--- Directions ---
Write the next few paragraphs of the news article on human sex trafficking in Williamson County, picking up after the quote from Tennessee Bureau of Investigation Director Mark Gwynn.

--- Passage for review ---
+ + + +

Brentwood Home Page: Williamson County Not "Immune" to Human Sex Trafficking

Just five months into 2015, authorities report there have been two human trafficking stings in Williamson County, with 10 arrests and five victims rescued.

Four of those arrested lived in Brentwood and three resided in Franklin -- now all face some varying charge related to human sex trafficking and prostitution.

But police say when the suspects weren't involved in forcing women to have sex for money, they appeared regular members of the community; shopping at the same grocery stores, eating at the same restaurants and living in the same neighborhoods.

The incidents, which occurred in February and May, happened in places residents pass daily: one at a local Brentwood hotel in the busy Maryland Farms office district, and the other at two massage parlors in Franklin, one across the street from a high school.

And of course, there are those who use such "services" and perpetuate the demand for women to be forced into sexual slavery. As part of the most recent sting, a pastor who is an expectant father, an Army lieutenant and a small business owner were arrested in Clarksville.

It's these unsettling details that Ondrea Johnson, director of education for End Slavery TN, said bring home the threat and presence of the illegal exploitation of women and children across the country for the purpose of forced sex work -- a $32 billion annual industry involving an estimated 4.5 billion victims globally.

Johnson, a Franklin resident, said when people live in an affluent county with low crime rates, it's sometimes easy to think those things don't affect your community.

"I do think we tend, as Williamson County residents, to feel like we are somehow protected from some of the ugliness that goes on in the world," Johnson said. "But the reality is there is human trafficking happening in our county. It's not something that just happens down the road."

Johnson said Nashville has quickly become one of the country's largest hubs of human trafficking because the city is centrally located with interstates in all directions, plus the fact there's a good deal of tourism - a market human traffickers want.

"Human trafficking and sex slavery in Tennessee is more common than previously believed possible," Tennessee Bureau of Investigation Director Mark Gwynn has said previously. "In fact, results show that human trafficking is a larger problem in our state than gangs ... involving more counties."

+ + + +

--- Listed records ---

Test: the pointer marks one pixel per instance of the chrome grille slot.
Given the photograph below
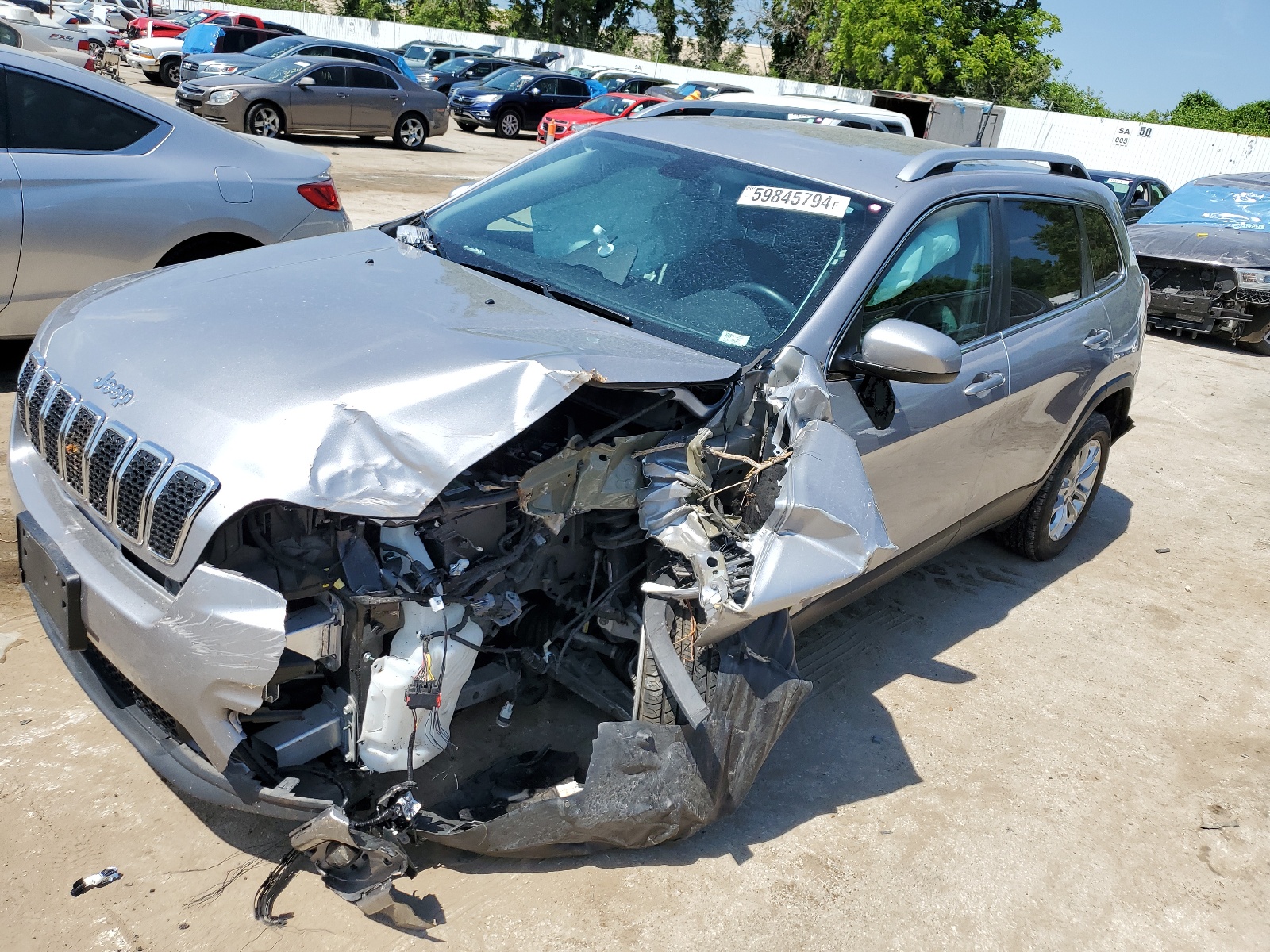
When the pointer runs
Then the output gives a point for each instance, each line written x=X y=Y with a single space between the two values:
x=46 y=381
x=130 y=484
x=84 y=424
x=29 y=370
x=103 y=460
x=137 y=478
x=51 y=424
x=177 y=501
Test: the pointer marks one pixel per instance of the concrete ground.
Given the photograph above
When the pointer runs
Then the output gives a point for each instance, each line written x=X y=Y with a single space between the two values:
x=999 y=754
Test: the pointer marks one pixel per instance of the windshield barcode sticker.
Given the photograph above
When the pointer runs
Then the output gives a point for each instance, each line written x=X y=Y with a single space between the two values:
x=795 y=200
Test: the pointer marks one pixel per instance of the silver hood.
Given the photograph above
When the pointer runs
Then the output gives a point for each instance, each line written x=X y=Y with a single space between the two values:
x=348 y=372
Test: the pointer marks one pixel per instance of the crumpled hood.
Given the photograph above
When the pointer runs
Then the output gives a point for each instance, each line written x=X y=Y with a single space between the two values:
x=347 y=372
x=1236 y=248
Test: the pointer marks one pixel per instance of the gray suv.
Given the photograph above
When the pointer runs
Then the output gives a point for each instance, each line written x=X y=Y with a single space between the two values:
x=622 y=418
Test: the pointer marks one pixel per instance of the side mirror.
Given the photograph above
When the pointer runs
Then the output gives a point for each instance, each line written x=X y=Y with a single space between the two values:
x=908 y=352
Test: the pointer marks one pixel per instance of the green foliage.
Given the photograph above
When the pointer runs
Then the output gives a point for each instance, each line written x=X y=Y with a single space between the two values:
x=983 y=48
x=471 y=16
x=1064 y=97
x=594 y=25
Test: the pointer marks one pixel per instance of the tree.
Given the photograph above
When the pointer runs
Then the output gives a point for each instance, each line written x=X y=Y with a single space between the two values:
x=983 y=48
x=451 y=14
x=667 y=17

+ + + +

--- Answer ---
However, Johnson said a sliver of good news is 36 news laws have been adopted over the past four years to combat the sex trade, making Tennessee the second strictest state in terms of stringent laws against human trafficking.

Some of those initiatives include more special agents, the allowance of electronic wiretapping, increased jail time for violators, more protection for victims and efforts to tackle the larger problem of the wide network of trafficking.

But with these great strides in legislation, Johnson said there is still so much more work to be done, most of which is the treatment and care for the victims who come out of sex ring.

And that's where End Slavery TN comes in. It's a non-profit that not only helps victims, but also engages in a larger education program that advocates for the prevention of the illicit activity.

"We trained about 9,000 individuals last year to be able to identify victims, and to be able to confront the issue through things like youth education programs," Johnson said.

"But the biggest bulk of our focus is on after-care services for survivors of human trafficking."

After a sting occurs, investigators determine the identities of the perpetrators and the victims in a prostitution operation. Those deemed under forced control of traffickers are sent to be cared for by End Slavery TN and the many services it offers.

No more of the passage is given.